━━━ Exercise passage

Posted by Richard Willett - Memes and headline comments by David Icke Posted on 13 October 2023

Surveilling Kids at School Is a $3.1 Billion Industry — And It’s Making Kids ‘Anxious’ and Scared

Technology surveillance companies that sell their products to school administrators are creating a “digital dystopia” for U.S. schoolchildren, a new American Civil Liberties Union (ACLU) report concluded.

In the wake of the COVID-19 pandemic and increased school shootings, a $3.1 billion educational technology (EdTech) surveillance industry has scored huge profits based on the claim that its digital tools — including video cameras, facial recognition software, artificial intelligence (AI)-driven behavior detection technology, online and social media monitoring software and more — prevent bullying, self-harm and school violence.

However, the industry failed to back up that claim with evidence and instead used fear as a primary marketing tactic, the ACLU report said.

The ACLU — after conducting its own research and reviewing additional research commissioned by the U.S. Department of Justice — found a “lack of clear evidence” that the products advertised by EdTech firms keep students safe.

Chad Marlow, the report’s principal author, said as a parent of two K-12 students, he understands how parents and school officials worry about keeping kids safe.

Marlow told The Defender he “regretfully” watched school administrators and state legislatures opted to use funds on surveillance technologies “to keep our children safe.”

“These decisions haunt me,” he said, “because, as an ACLU senior policy counsel focused on privacy, surveillance and technology issues, I know full well that surveillance does not deter bad conduct, and it certainly does not protect our students.”

━━━━━━

=== Your objective ===
Reproduce the entire article on school surveillance word for word.

━━━ Extracted data

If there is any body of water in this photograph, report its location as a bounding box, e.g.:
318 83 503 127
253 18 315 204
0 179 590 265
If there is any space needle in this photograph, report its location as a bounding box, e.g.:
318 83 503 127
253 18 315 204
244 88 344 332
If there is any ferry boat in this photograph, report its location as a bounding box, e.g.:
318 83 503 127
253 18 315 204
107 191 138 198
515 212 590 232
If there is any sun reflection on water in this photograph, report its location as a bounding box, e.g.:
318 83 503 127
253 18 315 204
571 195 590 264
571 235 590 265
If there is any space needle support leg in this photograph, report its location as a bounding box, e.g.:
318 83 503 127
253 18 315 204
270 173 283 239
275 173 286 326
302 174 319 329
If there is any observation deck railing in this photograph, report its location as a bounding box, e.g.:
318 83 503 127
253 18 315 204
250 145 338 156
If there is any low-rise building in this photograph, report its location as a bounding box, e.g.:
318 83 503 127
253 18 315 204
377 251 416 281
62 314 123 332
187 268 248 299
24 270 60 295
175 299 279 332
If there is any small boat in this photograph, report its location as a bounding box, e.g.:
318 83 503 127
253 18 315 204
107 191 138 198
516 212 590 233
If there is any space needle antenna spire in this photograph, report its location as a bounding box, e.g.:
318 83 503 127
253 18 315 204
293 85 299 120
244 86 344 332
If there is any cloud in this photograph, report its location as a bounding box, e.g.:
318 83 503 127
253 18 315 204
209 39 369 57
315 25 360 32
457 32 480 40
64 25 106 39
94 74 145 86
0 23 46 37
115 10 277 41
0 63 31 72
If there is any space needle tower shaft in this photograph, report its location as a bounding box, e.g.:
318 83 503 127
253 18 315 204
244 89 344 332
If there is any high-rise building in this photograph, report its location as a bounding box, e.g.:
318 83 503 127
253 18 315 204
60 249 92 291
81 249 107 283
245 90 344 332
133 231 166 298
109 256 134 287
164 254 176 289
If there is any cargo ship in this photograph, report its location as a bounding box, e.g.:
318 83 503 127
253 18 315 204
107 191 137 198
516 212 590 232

━━━━━━

=== Reply to the exercise ===
Posted by Richard Willett - Memes and headline comments by David Icke Posted on 13 October 2023

Surveilling Kids at School Is a $3.1 Billion Industry — And It’s Making Kids ‘Anxious’ and Scared

Technology surveillance companies that sell their products to school administrators are creating a “digital dystopia” for U.S. schoolchildren, a new American Civil Liberties Union (ACLU) report concluded.

In the wake of the COVID-19 pandemic and increased school shootings, a $3.1 billion educational technology (EdTech) surveillance industry has scored huge profits based on the claim that its digital tools — including video cameras, facial recognition software, artificial intelligence (AI)-driven behavior detection technology, online and social media monitoring software and more — prevent bullying, self-harm and school violence.

However, the industry failed to back up that claim with evidence and instead used fear as a primary marketing tactic, the ACLU report said.

The ACLU — after conducting its own research and reviewing additional research commissioned by the U.S. Department of Justice — found a “lack of clear evidence” that the products advertised by EdTech firms keep students safe.

Chad Marlow, the report’s principal author, said as a parent of two K-12 students, he understands how parents and school officials worry about keeping kids safe.

Marlow told The Defender he “regretfully” watched school administrators and state legislatures opted to use funds on surveillance technologies “to keep our children safe.”

“These decisions haunt me,” he said, “because, as an ACLU senior policy counsel focused on privacy, surveillance and technology issues, I know full well that surveillance does not deter bad conduct, and it certainly does not protect our students.”